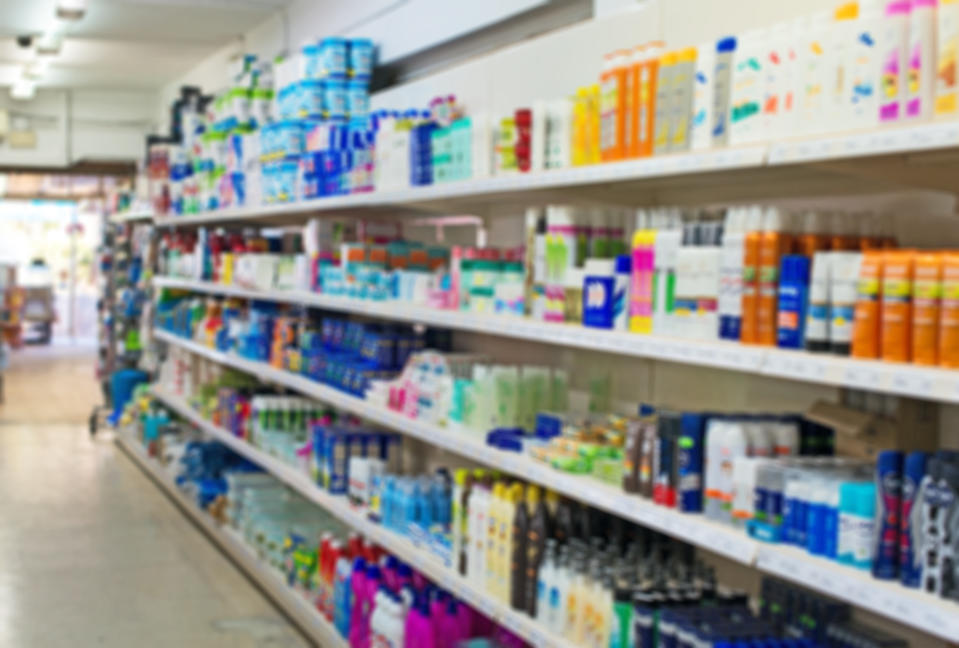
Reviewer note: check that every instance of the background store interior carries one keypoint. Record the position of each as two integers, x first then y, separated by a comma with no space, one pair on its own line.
82,99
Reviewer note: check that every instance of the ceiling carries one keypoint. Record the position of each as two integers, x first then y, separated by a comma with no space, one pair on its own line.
125,43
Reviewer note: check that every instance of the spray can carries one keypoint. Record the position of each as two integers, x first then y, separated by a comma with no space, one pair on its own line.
914,470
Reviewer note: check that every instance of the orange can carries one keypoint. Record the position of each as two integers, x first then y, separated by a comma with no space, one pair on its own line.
926,298
896,313
865,328
949,312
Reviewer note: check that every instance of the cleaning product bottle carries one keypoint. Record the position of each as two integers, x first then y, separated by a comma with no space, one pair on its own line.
776,242
731,274
895,61
750,284
865,340
896,306
518,548
537,534
643,268
927,295
921,80
947,58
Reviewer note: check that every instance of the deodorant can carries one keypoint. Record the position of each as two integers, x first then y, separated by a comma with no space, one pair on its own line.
914,470
888,502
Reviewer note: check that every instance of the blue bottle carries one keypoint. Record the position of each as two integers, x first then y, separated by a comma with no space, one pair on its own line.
793,300
914,469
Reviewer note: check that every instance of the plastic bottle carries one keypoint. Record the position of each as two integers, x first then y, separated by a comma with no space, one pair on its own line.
921,83
681,103
895,62
702,122
817,317
776,242
663,103
519,536
927,295
722,88
647,77
896,310
643,269
750,285
947,58
949,313
793,297
865,340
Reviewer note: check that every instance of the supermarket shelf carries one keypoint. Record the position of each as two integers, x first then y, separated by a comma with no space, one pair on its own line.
144,216
340,507
892,378
884,159
907,606
306,617
693,529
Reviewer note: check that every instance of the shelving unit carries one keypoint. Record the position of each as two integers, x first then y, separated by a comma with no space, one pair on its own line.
295,606
902,157
418,558
907,606
816,368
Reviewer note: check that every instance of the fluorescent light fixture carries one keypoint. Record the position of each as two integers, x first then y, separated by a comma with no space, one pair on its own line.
71,9
23,90
49,43
36,68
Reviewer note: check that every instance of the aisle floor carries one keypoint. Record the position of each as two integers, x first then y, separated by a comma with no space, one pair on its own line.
91,552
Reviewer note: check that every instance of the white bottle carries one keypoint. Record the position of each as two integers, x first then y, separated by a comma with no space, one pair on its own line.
947,58
921,78
894,40
864,68
702,122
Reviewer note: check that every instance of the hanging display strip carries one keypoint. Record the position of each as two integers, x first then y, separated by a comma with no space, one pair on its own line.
918,610
892,378
297,607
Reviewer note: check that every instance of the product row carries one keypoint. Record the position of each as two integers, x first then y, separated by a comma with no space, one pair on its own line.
579,573
305,130
772,475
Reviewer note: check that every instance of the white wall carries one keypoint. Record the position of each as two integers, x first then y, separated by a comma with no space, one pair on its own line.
103,125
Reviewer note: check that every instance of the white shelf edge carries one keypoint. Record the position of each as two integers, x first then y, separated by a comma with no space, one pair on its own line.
132,217
904,605
817,368
340,507
307,618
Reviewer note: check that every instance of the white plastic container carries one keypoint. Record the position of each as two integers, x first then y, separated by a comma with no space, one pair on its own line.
947,58
921,79
894,41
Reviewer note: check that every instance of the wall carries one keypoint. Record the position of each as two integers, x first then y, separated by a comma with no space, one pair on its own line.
73,125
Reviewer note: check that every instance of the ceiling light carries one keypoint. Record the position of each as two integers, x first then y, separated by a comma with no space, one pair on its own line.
71,9
36,69
49,43
23,90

################

*How to complete this task*
The whole listing must be restated word for word. Leave out any pictures.

*Response to the exercise*
Reviewer note: check that every instance of the background store interior carries one keypoint. Record the position of each as two integers, x first then y, separated by a comma with no space, one pair on its own line.
82,99
Reviewer note: check that every instance of the ceiling carries one keypoint. Record the position of each as two integers, x first then y, separated by a comma with no space, one pair on its own line.
125,43
Reviewer note: check that every instance of the spray can carries one keypoint. Record the position of each as two integers, x first then y, separated by a comma with no space, one pair on its own line.
914,470
Reviewer note: check that every instance of the orange can carries one keypoint. Record the position of each as two integers, x first then y, separated by a comma with no space, one pair on its own line.
926,298
896,313
865,328
949,312
Reviewer note: check that every instance of the cleaning product bottle carries one keypoint. Record the position of each as two integers, x first then y, separated by a comma with no space, one pair on its own line.
776,242
731,274
895,61
750,284
865,340
896,306
518,548
537,534
643,268
927,295
921,80
947,58
Reviewer note: check that every instance of the deodorant can carries one keypoint. Record the position of each as two integers, x first then y, separated by a comma with no space, one pair on its own line.
914,470
888,502
Reviewer note: check that every instance of the blue bottle carries one keypoint. Record the position of each as two integers, x first then y, separated by a comma with no space, one pair on its own line.
793,300
914,469
Reviewer note: check that every instance of the plastic bottle carries one keypoint. Record the position of each as two integers, x first then y, separated by a comma with no space, one pair on its own line.
921,83
681,103
895,62
702,122
817,317
776,242
663,103
519,536
927,295
722,88
647,77
896,310
643,269
750,285
947,58
949,313
793,297
865,340
Reviewer note: check that every instance of the supermarket shelf carries one keypoint. Record the position of each as two integers, x first then y, separated by a comma with no space, one pair on its own line.
144,216
340,507
892,378
884,159
907,606
306,617
693,529
Reviewer note: check that every instance of the shelving unit carries one keypoint. Record the position of each as two integers, x first then y, separated by a comma with no space, one pair on its own line.
295,606
902,157
418,558
907,606
816,368
Reviewer note: check that every instance of the fluorescent light fixture carries one keypoint. Record the position of each as two integers, x first then y, separated by a comma with no space, one pair on its own line.
71,9
23,90
49,43
36,68
Reviewer note: check that every instance of the aisle floor carries one keypoint. Record the position of each as two integers, x first then y, separated by a comma with no space, one pair on its own line.
91,552
Reviewer note: check that every instance of the white bottle carries one keypoint. Record the position of each as two integers, x first then y, separated by a comma with no space, one pair on its own line.
947,58
921,78
894,40
864,68
702,122
Reviewer note: check that every instance of the hanging display strip carries one keypoint. Record the position of each as two integers, x first then y, separated by a comma with no space, one pair on its own line.
918,610
892,378
297,607
Reviewer note: check that every instance of the product row carries one keypoint. Record the position of each as two integers, x first then y, separated by a comma with no space, one pair on its own line.
579,573
305,130
772,475
Reviewer note: check that every instance of the white wall carries one keypoint. Record the position of each as two integers, x first then y, separated by a comma with no space, one pair on its own line.
103,125
Reviewer note: check that every instance of the white shelf edge carries one keypoint. Record the position of each as two integers, x first then y, separated by a comma with no space, one pair on its own line.
132,217
904,605
817,368
340,507
307,618
Reviewer note: check that every instance of the white plastic container carries one keypoint. Record the position of each as two integers, x first then y, separated by a comma with no space, one pair on its own line.
947,58
921,79
894,41
Reviewer note: check that every instance of the wall carries one keypoint. Record the position of each as two integers, x first then y, separated by a comma with no space, one pair on its own line.
73,125
Reviewer note: check that every instance of the ceiling light carries one keypoint. Record the position of each as two integers, x first then y, separated by a comma with no space, one pair on its own line.
71,9
36,69
49,43
23,90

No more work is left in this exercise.